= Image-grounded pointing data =
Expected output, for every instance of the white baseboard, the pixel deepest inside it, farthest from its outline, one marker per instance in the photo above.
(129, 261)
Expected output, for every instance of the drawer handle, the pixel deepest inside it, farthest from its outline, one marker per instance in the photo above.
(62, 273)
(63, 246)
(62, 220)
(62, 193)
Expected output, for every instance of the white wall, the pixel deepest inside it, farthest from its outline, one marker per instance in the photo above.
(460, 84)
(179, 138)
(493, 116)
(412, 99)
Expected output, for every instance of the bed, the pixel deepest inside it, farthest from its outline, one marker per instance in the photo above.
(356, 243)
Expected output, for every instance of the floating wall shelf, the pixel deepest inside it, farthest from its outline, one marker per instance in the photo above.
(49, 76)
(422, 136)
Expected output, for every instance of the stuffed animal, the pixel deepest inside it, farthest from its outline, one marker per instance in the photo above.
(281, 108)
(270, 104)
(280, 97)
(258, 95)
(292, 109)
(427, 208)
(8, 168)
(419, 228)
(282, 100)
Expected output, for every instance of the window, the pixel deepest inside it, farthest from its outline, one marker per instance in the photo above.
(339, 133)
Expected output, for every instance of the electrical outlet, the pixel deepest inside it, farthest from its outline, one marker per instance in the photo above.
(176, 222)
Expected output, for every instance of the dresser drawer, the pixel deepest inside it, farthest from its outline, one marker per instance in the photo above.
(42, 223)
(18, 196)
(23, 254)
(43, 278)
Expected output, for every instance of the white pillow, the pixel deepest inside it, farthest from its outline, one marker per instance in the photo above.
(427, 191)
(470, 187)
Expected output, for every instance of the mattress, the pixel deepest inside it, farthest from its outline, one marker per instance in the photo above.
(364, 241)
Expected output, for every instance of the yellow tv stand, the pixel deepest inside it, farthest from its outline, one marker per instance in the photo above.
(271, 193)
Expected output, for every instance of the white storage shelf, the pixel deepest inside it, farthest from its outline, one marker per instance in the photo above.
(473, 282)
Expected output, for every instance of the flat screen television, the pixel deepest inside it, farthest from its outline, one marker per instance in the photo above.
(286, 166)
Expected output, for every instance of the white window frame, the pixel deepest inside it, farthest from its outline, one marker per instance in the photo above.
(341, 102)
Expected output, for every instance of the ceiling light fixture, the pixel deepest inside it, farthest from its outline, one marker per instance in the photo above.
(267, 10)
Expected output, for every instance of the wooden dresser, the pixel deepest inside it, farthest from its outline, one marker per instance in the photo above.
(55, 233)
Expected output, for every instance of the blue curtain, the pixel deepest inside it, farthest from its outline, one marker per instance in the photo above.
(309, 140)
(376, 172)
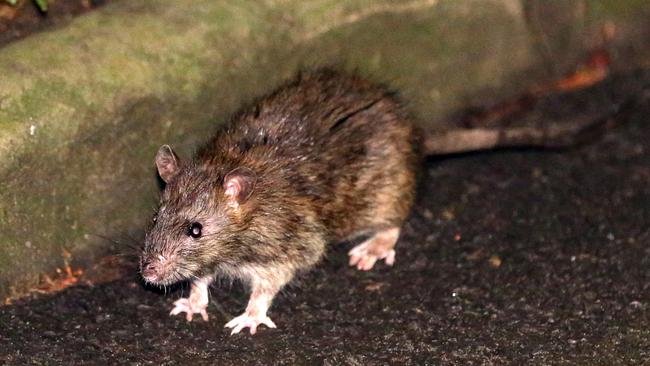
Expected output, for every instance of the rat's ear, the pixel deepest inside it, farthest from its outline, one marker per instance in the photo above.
(167, 162)
(239, 184)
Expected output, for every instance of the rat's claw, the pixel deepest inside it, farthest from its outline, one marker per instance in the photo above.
(365, 255)
(185, 306)
(245, 320)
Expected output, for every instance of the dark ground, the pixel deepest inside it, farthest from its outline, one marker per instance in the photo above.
(24, 18)
(510, 257)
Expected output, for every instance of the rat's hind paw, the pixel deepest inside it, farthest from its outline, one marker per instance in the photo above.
(380, 246)
(248, 321)
(184, 305)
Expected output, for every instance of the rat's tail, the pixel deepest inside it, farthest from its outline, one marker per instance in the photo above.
(553, 135)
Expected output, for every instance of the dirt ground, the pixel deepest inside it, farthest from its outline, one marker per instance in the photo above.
(510, 257)
(24, 18)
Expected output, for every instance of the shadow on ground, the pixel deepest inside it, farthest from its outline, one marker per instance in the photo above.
(511, 257)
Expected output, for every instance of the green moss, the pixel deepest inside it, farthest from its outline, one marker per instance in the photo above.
(104, 92)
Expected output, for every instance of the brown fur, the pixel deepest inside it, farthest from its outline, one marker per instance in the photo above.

= PROBLEM TO SOLVE =
Copy each line of the records above exactly as written. Do not carry over any picture.

= YOUR SOLUTION =
Expected output, for every instance of the white baseboard, the pixel deepest inside it, farthest from its outline, one marker per instance in the photo above.
(129, 261)
Expected output, for every instance of the drawer handle, the pixel deepest inside it, farthest from its outline, one marker per instance in the photo above.
(62, 273)
(63, 246)
(62, 220)
(62, 193)
Expected output, for every instance of the white wall, the pixel deepest inside it, farthest from its outline, one marker per instance in the photo above.
(460, 84)
(179, 138)
(493, 116)
(412, 99)
Expected output, for every instance of the bed, the pixel deepest inside it, farthest from its outline, one marker per instance in the photo above.
(356, 243)
Expected output, for every instance of the floating wall shelf, the pixel deepest inside it, farthest from its outline, one marker per instance in the photo above.
(49, 76)
(422, 136)
Expected output, for every instance of the stuffed animal, the pixel deepest inside it, farthest from its outline, one marker per instance in the photo above.
(281, 108)
(270, 104)
(280, 97)
(258, 95)
(292, 109)
(427, 208)
(8, 168)
(419, 228)
(282, 100)
Expected output, for every instance of the window, the pixel deepest inside it, farthest from its outline, one marker per instance in the photo above.
(339, 133)
Expected output, for every instance of the electrical outlet, the pixel deepest inside it, farthest from its outline, one marker per instance in the photo above.
(176, 222)
Expected output, for every instance of the dresser drawer, the pixel deepest inside it, farthest from its outline, one marker per instance in the photo above.
(42, 223)
(18, 196)
(23, 254)
(43, 278)
Expected output, for every instance of the white pillow, the pixel deepest inside it, farthest from its outline, one marker per instance in the photo above.
(427, 191)
(470, 187)
Expected output, for every instance of the mattress, the pixel deepest inside it, farthest from its outline, one marker per instance in the photo above.
(364, 241)
Expected output, for every instance of the yellow tv stand, the pixel deepest inside it, farthest from its outline, one marker per instance in the photo above.
(271, 193)
Expected output, for every instance of the white storage shelf, the pixel deepest inside it, farthest from its outline, one marker per instance in the photo above.
(473, 282)
Expected output, for every instance of the flat screen television, the pixel deepest inside it, farthest from its outline, one marker per instance in the photo above.
(286, 166)
Expected output, for every instance of the white window frame, the pixel deepest inside it, farthest from its outline, one marker per instance in the photo above.
(341, 102)
Expected output, for every instance of the ceiling light fixture, the pixel deepest inside it, farthest from its outline, one marker per instance in the photo above.
(267, 10)
Expected output, for every instance of the wooden dresser, the pixel deepest inside it, farthest from its outline, one marker per instance in the photo above.
(55, 233)
Expected output, for every instance of the blue curtain, the pixel deepest inside it, farthest from its outline, one marker per instance in the photo above.
(309, 140)
(376, 172)
Expected output, for every instance of the rat's ear, the pixel deepest inside it, farthest from its outline, one marker per instance in the photo above.
(167, 162)
(239, 184)
Expected output, for every instance of the rat's claw, the pixel deepest inside it, farthest from its outline, one marker per instance in the photo above.
(365, 255)
(185, 306)
(245, 320)
Expected output, for every instance of the dark ground, the pixel deepest inside it, farthest from its outline, one marker per instance in the photo above.
(24, 18)
(510, 257)
Expected output, for every instance of the rat's hind paw, the pixel deepest inside it, farthest from its outline, one marker per instance in the photo above.
(380, 246)
(248, 321)
(184, 305)
Expected output, for every instance of the rat's tail, the pixel deepest inside it, farthest from its outline, one marker per instance in the photo above.
(553, 135)
Expected output, for every instance of the dirt ground, the pixel deepest inside it, farthest from its outline, one marker per instance in the photo above.
(510, 257)
(24, 18)
Expected output, for every instance of the shadow on ground, the pixel deepest inside it, farthest from its outline, one marker per instance in the photo above.
(511, 257)
Expected output, for every instance of the green moss, the pixel deepest inside it, farthest from its outline, one marker per instance in the photo above.
(104, 92)
Expected output, for every instance of the brown fur, the pixel deepest inside it, farthest from its outline, one marker per instance in the photo above.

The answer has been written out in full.